**GIVEN EXERCISE**
Arrange all of the data below as a numbered list, skipping any blank lines. Leave the pictures out of your answer.

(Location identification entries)
---------------
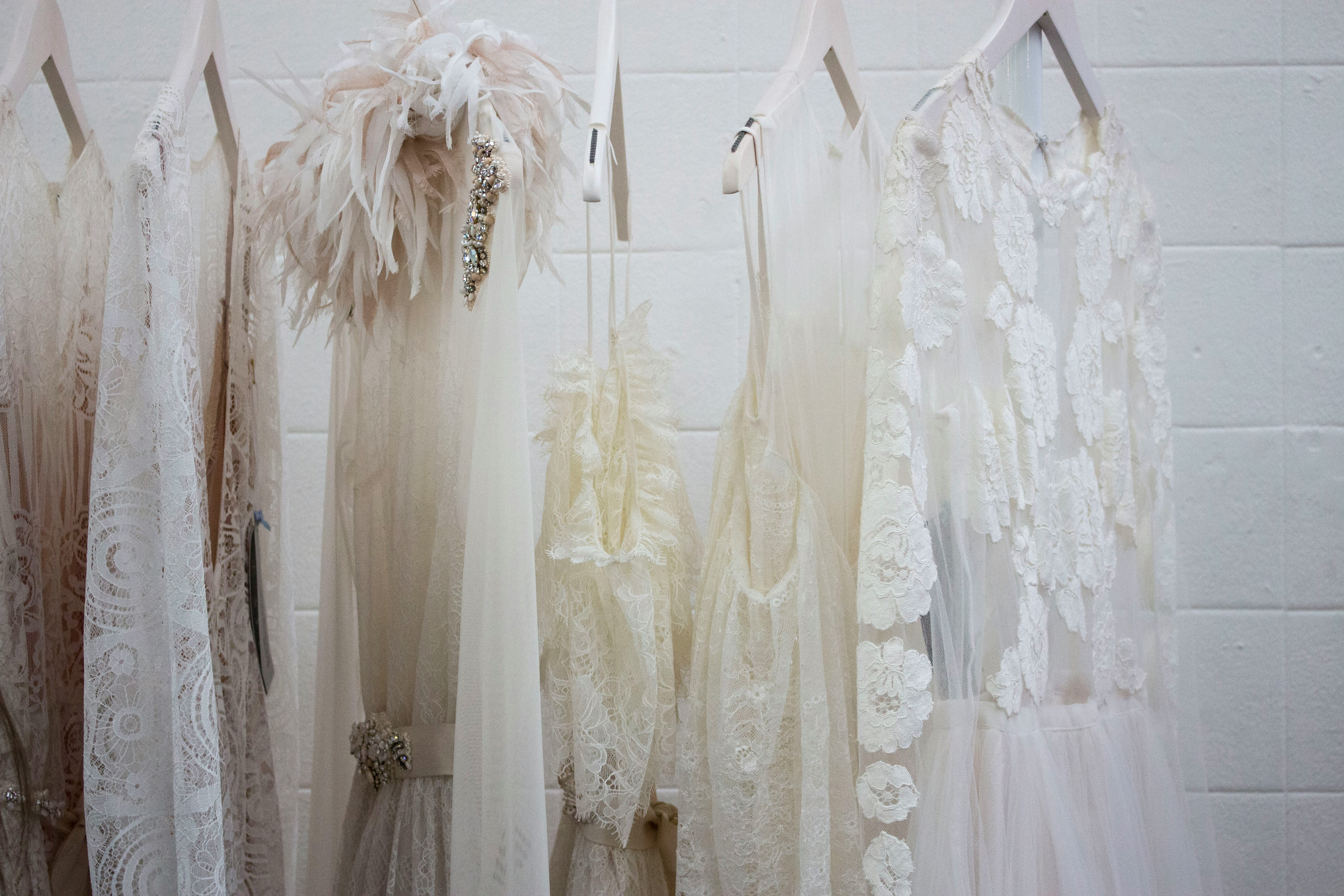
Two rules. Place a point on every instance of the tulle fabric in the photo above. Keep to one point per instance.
(1022, 725)
(179, 760)
(53, 275)
(767, 761)
(428, 592)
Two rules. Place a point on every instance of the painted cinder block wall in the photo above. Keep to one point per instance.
(1237, 108)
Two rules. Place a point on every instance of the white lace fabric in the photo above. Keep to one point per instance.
(1018, 694)
(181, 773)
(615, 566)
(767, 764)
(53, 265)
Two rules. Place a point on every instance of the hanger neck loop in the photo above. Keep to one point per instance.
(611, 248)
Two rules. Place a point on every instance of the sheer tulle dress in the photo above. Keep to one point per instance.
(767, 760)
(615, 569)
(53, 273)
(1021, 718)
(410, 201)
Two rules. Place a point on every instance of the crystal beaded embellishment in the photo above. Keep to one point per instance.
(491, 179)
(378, 750)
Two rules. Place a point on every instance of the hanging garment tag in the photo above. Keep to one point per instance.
(256, 606)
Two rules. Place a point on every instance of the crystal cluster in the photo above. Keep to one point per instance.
(490, 180)
(378, 750)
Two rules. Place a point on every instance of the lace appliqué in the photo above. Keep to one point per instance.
(888, 866)
(967, 155)
(886, 793)
(894, 698)
(930, 292)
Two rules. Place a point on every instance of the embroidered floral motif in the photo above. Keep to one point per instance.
(889, 432)
(1104, 648)
(1031, 379)
(930, 292)
(888, 866)
(894, 698)
(967, 155)
(1093, 252)
(913, 172)
(1033, 643)
(1130, 668)
(999, 308)
(1006, 684)
(896, 558)
(1082, 375)
(1015, 240)
(990, 503)
(886, 793)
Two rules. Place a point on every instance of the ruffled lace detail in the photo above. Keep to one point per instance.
(616, 561)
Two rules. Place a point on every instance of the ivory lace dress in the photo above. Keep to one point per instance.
(53, 269)
(1017, 667)
(767, 760)
(439, 146)
(183, 777)
(615, 570)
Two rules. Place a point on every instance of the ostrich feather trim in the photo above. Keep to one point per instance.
(361, 190)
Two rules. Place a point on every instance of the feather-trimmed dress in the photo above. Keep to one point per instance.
(410, 201)
(616, 568)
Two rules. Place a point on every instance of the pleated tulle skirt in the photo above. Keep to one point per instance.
(1068, 800)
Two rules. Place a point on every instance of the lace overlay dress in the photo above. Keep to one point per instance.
(439, 146)
(53, 271)
(1017, 667)
(767, 760)
(615, 571)
(179, 758)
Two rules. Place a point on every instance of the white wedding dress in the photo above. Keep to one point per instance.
(767, 760)
(53, 267)
(185, 777)
(428, 641)
(1017, 596)
(615, 568)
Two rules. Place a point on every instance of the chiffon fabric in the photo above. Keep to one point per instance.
(183, 777)
(768, 762)
(1021, 718)
(53, 267)
(616, 563)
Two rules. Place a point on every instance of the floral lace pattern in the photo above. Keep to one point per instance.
(1072, 492)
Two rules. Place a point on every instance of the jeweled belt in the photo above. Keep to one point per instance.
(384, 751)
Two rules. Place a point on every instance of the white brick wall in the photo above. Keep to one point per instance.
(1237, 108)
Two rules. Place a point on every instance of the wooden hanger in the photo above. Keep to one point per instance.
(608, 123)
(204, 54)
(820, 37)
(1060, 23)
(39, 44)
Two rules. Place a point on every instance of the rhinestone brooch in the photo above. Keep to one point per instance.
(490, 180)
(378, 750)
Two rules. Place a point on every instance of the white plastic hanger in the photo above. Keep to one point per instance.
(39, 44)
(820, 37)
(1060, 23)
(607, 121)
(204, 54)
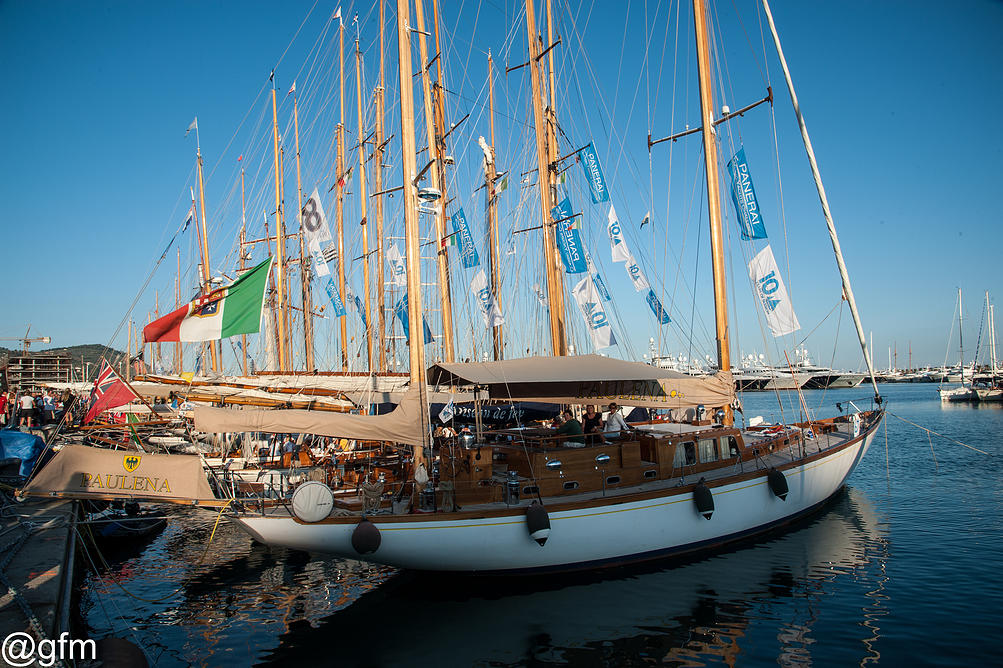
---------------
**RESPONSE TO THE TASK**
1. Two rules. Place a point on every instance of the tulle fabric in the photo above. Keep to one point per instance.
2. (1022, 725)
3. (179, 760)
4. (53, 275)
5. (767, 761)
6. (428, 592)
7. Two rules. Place a point on every instance of the painted cinder block wall in the photo above. Keep to one point per instance.
8. (1237, 108)
9. Two rules. Place a point on every instance of the white lace fabric in the photo above. Keep to one point per instance.
10. (1018, 694)
11. (181, 773)
12. (615, 566)
13. (767, 764)
14. (53, 265)
15. Two rules. Place a point on every instance of the hanger neck loop in the photo above. Keep to one point per instance.
16. (611, 248)
17. Two rules. Place a point on every instance of the sheer tulle dress in the photo above. Keep to one point per instance.
18. (767, 760)
19. (615, 569)
20. (53, 273)
21. (1021, 718)
22. (410, 201)
23. Two rules. Place a point on every instance of the crystal beaded embellishment in the photo above. Keep to one point per instance.
24. (491, 179)
25. (378, 750)
26. Two rules. Place a point on every instance of the hanging garment tag in the photo above. Keep to one point per instance.
27. (256, 606)
28. Two rules. Place a point on every instance of the crystal cluster in the photo above. Keep to one point per instance.
29. (490, 180)
30. (378, 750)
31. Two rules. Place a point on every instance of the lace appliqué in the photo above. Keep to one point per instance.
32. (888, 866)
33. (967, 155)
34. (886, 793)
35. (894, 698)
36. (930, 292)
37. Two rules. Place a point on every instance of the embroidered floral motif in the photo above. Keep to one point per instance.
38. (889, 432)
39. (1104, 648)
40. (1031, 379)
41. (930, 292)
42. (888, 866)
43. (894, 698)
44. (967, 155)
45. (1093, 252)
46. (913, 172)
47. (1033, 643)
48. (1130, 668)
49. (999, 308)
50. (1006, 684)
51. (896, 558)
52. (1082, 375)
53. (1015, 240)
54. (990, 503)
55. (886, 793)
56. Two rules. Place a point on every instance of the ruffled lace detail in the photo above. Keep to one point per instance.
57. (616, 561)
58. Two rules. Place a point on every instance of the ivory lace dress in the photo above. Keep to one point per instance.
59. (53, 269)
60. (1017, 667)
61. (767, 760)
62. (439, 146)
63. (183, 777)
64. (615, 570)
65. Two rules. Place a point on every instance of the ostrich feather trim in the photo above. Keep to one point per instance.
66. (361, 190)
67. Two rules. Place a point on every instance of the feather-trimmed dress in the photo above. Keep to one point per instance.
68. (410, 201)
69. (616, 568)
70. Two rules. Place a point on every instance of the pleated tulle skirt in the photo above. Keep to one point per instance.
71. (1068, 800)
72. Two rules. Place a point on every instance of the lace overlay dress in the photo above. Keep to one point per instance.
73. (439, 146)
74. (53, 271)
75. (1017, 667)
76. (767, 760)
77. (615, 571)
78. (179, 758)
79. Two rules. Place a point on every instance of the white wedding dress in the photo above. Keep to one point per instance.
80. (767, 760)
81. (53, 267)
82. (185, 777)
83. (428, 641)
84. (1017, 596)
85. (615, 568)
86. Two rules. Place a point on every instance of the chiffon fabric in the photo above. Keep to one point per instance.
87. (183, 777)
88. (768, 762)
89. (1021, 718)
90. (53, 267)
91. (616, 563)
92. Two rules. Place a point on every instance of the floral lace pattern in the photo above. Keep to one point per instance.
93. (1072, 492)
94. Two rules. Place a point on every instance of the jeweled belt in the photo above. Keep to one point per instance.
95. (384, 751)
96. Two rules. Place a point on every instance of the white brick wall in the photo above. Keep to one point per instance.
97. (1237, 108)
98. Two rules. Place a point on every instance of the wooden hanger in the photo above. Keep to one point per instance.
99. (608, 123)
100. (204, 54)
101. (820, 37)
102. (1060, 23)
103. (39, 44)
104. Two rules. Place a point on every instance of the rhinestone brooch in the photo above. Keep to one point per instance.
105. (490, 180)
106. (378, 750)
107. Two rules. Place a point on every instance of the white plastic hanger in the photo above. Keep to one point per instance.
108. (39, 44)
109. (820, 37)
110. (1060, 23)
111. (607, 121)
112. (204, 54)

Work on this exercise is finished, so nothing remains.